Count the lines in the listing below that contain the string "mask", treating uppercase and lowercase letters as distinct. Give only the number.

MATERIAL SHOWN:
####################

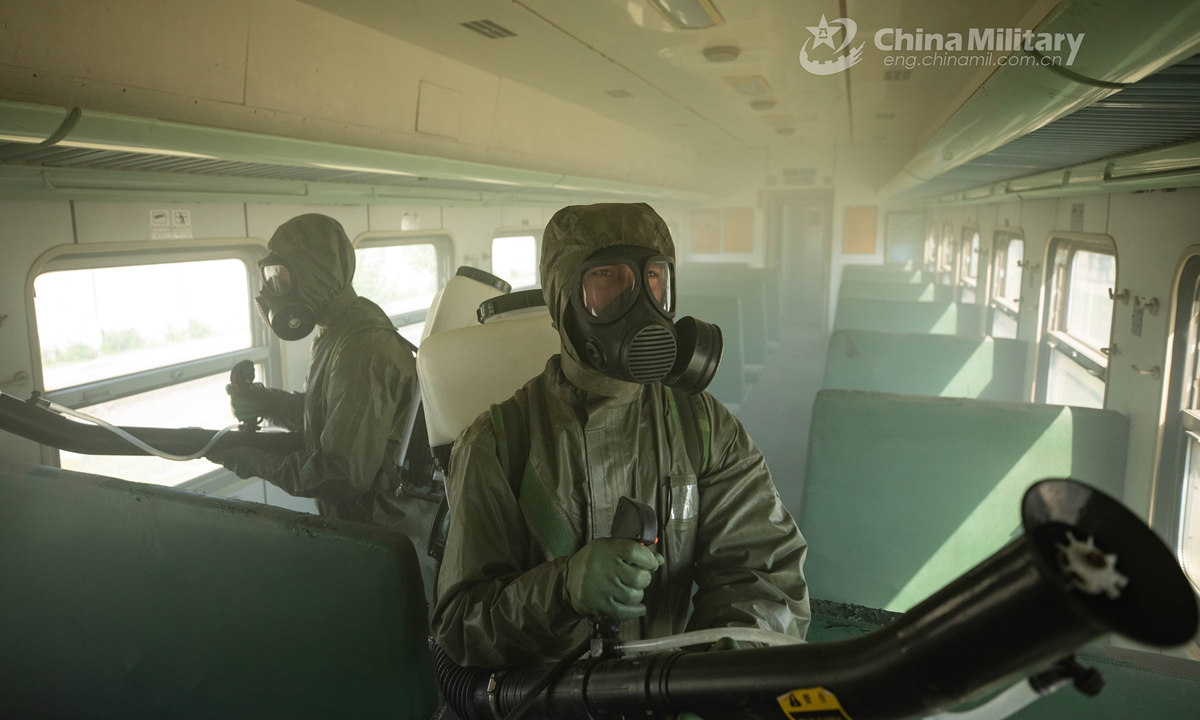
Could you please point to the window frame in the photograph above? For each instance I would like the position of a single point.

####################

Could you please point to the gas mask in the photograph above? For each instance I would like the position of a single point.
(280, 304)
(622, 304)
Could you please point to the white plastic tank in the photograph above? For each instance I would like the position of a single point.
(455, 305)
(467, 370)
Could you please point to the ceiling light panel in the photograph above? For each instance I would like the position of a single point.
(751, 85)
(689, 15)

####################

ANSWER TO THIS PROBLEM:
1